_Required action:_ The lines to reproduce run from the one containing "In this exercise you will locate the green grass" through the end of the records below. Reproduce them exactly and add nothing.

_Records for the exercise:_
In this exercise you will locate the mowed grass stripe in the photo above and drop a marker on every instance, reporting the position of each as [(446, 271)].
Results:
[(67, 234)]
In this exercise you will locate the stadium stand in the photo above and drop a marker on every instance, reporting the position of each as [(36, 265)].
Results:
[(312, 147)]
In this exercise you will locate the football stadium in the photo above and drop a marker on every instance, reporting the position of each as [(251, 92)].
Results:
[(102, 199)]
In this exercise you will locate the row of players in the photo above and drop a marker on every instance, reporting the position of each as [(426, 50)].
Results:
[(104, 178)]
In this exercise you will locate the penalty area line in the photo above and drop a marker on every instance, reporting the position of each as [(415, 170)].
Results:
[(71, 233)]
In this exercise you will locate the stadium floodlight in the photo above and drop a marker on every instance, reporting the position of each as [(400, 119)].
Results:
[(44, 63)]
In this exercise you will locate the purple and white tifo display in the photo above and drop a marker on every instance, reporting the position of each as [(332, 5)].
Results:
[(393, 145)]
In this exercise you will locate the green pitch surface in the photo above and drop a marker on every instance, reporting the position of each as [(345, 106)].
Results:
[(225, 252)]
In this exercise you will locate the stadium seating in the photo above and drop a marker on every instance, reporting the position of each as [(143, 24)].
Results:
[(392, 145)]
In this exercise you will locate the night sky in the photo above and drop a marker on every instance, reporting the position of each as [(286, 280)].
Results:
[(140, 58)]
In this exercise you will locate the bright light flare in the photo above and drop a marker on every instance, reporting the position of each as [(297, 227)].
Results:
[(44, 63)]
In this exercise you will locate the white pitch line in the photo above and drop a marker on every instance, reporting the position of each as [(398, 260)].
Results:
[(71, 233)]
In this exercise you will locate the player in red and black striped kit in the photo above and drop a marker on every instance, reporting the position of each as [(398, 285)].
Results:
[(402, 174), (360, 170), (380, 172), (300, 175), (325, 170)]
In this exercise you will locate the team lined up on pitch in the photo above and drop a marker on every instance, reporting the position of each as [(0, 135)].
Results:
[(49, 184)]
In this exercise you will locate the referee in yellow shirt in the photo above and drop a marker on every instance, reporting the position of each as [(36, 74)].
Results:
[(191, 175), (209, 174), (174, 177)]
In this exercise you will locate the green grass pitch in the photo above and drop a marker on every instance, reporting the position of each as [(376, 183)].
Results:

_Answer to this problem:_
In this exercise you will locate the green grass pitch in the photo above and drop a marker on every instance, reporting the position of each as [(376, 183)].
Results:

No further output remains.